● Given records:
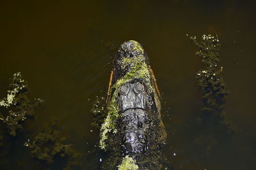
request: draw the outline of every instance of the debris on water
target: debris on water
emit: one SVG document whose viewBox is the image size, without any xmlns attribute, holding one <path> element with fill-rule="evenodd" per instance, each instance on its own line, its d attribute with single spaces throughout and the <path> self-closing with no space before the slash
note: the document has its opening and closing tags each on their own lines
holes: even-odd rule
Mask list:
<svg viewBox="0 0 256 170">
<path fill-rule="evenodd" d="M 0 100 L 0 107 L 6 108 L 6 112 L 0 115 L 0 122 L 8 128 L 12 136 L 16 136 L 18 131 L 23 130 L 23 123 L 27 118 L 35 117 L 35 110 L 44 102 L 35 98 L 28 97 L 29 90 L 26 81 L 17 72 L 10 79 L 7 97 Z"/>
<path fill-rule="evenodd" d="M 92 123 L 93 128 L 98 130 L 100 129 L 107 115 L 106 110 L 105 97 L 96 96 L 95 101 L 91 109 L 91 112 L 93 114 L 93 122 Z M 91 130 L 91 132 L 92 131 Z"/>
<path fill-rule="evenodd" d="M 218 37 L 211 34 L 204 34 L 201 39 L 196 37 L 190 37 L 191 41 L 198 47 L 196 55 L 201 57 L 202 60 L 206 64 L 206 67 L 201 69 L 196 74 L 198 88 L 202 94 L 205 110 L 220 110 L 226 103 L 228 90 L 222 77 L 217 71 L 220 62 L 220 50 L 221 44 Z M 221 71 L 223 67 L 221 67 Z"/>
</svg>

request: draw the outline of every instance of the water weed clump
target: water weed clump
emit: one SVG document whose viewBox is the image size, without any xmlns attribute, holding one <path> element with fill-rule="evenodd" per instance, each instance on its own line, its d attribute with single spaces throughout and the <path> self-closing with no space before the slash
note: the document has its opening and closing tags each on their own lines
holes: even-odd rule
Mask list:
<svg viewBox="0 0 256 170">
<path fill-rule="evenodd" d="M 139 169 L 136 164 L 136 160 L 128 155 L 123 158 L 122 164 L 118 167 L 118 170 L 137 170 Z"/>
<path fill-rule="evenodd" d="M 199 40 L 195 36 L 190 37 L 190 39 L 198 47 L 196 55 L 201 57 L 206 66 L 197 73 L 196 76 L 204 104 L 202 110 L 220 111 L 226 103 L 229 92 L 223 78 L 220 76 L 222 67 L 220 71 L 217 70 L 220 62 L 220 41 L 218 37 L 204 34 Z"/>
<path fill-rule="evenodd" d="M 6 113 L 0 114 L 0 122 L 5 125 L 10 135 L 15 136 L 18 131 L 23 130 L 23 123 L 27 118 L 35 117 L 35 110 L 44 100 L 28 97 L 29 90 L 20 72 L 15 73 L 10 79 L 7 97 L 0 100 L 0 107 Z"/>
</svg>

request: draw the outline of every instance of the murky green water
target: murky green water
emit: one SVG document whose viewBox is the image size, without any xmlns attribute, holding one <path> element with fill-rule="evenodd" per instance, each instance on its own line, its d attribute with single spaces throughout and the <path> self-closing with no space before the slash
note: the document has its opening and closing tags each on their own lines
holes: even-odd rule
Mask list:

● Exercise task: Rewrite all the records above as a numbered list with one line per item, dropping the blank lines and leaving out the pictures.

● Response to this task:
1. request: draw the outline of every instance of the debris on water
2. target: debris on water
3. emit: one SVG document whose viewBox is the image size, without any xmlns attribute, holding one <path> element with fill-rule="evenodd" per instance, each instance on its own line, its d attribute with single spaces throughout and the <path> self-closing with no space before the slash
4. note: the document has its opening and closing tags each on their own lines
5. holes: even-odd rule
6. Mask list:
7. <svg viewBox="0 0 256 170">
8. <path fill-rule="evenodd" d="M 0 100 L 0 107 L 6 108 L 6 112 L 0 115 L 0 122 L 8 128 L 12 136 L 16 136 L 18 131 L 23 130 L 23 123 L 27 118 L 35 117 L 35 110 L 44 102 L 35 98 L 28 97 L 29 90 L 26 81 L 17 72 L 10 79 L 7 97 Z"/>
9. <path fill-rule="evenodd" d="M 92 123 L 93 128 L 98 130 L 100 129 L 107 115 L 106 110 L 105 97 L 96 96 L 95 101 L 91 109 L 91 112 L 93 114 L 93 122 Z M 91 130 L 91 132 L 92 131 Z"/>
10. <path fill-rule="evenodd" d="M 218 37 L 211 34 L 204 34 L 201 39 L 196 37 L 190 37 L 191 41 L 198 47 L 196 55 L 201 57 L 202 60 L 206 64 L 206 67 L 201 69 L 196 74 L 198 88 L 202 94 L 205 110 L 220 110 L 226 103 L 228 90 L 222 77 L 217 71 L 220 62 L 220 50 L 221 44 Z M 221 71 L 223 67 L 221 67 Z"/>
11. </svg>
12. request: draw the outline of every instance of the water weed clump
13. target: water weed clump
14. emit: one SVG document whose viewBox is the image size, without any xmlns attribute, holding one <path> element with fill-rule="evenodd" per instance, each instance on its own line, its d attribute with single spaces throughout and the <path> self-closing with no space before the slash
15. note: the document has its opening and closing tags each on their own lines
16. holes: even-odd rule
17. Mask list:
18. <svg viewBox="0 0 256 170">
19. <path fill-rule="evenodd" d="M 139 169 L 136 164 L 136 160 L 128 155 L 123 158 L 122 164 L 118 167 L 118 170 L 137 170 Z"/>
20. <path fill-rule="evenodd" d="M 199 40 L 195 36 L 190 37 L 190 39 L 198 47 L 196 55 L 201 57 L 206 66 L 197 73 L 196 76 L 204 104 L 202 110 L 220 111 L 226 103 L 229 92 L 223 78 L 220 76 L 222 67 L 220 71 L 217 70 L 220 62 L 220 41 L 218 37 L 204 34 Z"/>
21. <path fill-rule="evenodd" d="M 6 113 L 0 114 L 0 122 L 5 125 L 10 135 L 15 136 L 18 131 L 23 130 L 23 123 L 27 118 L 35 117 L 35 110 L 44 100 L 28 97 L 29 90 L 20 72 L 15 73 L 10 79 L 7 97 L 0 100 L 0 107 Z"/>
22. </svg>
23. request: draw the outline of every instance of the murky green water
24. target: murky green water
25. emit: one SVG document whose viewBox is the image size, without any xmlns attribute, holding one <path> element with fill-rule="evenodd" per instance, each instance on its own line, its d attribute with single spaces throughout and the <path> self-closing with no space before the slash
26. note: the document has its opening and closing tags each on their own lines
27. holes: even-odd rule
28. Mask list:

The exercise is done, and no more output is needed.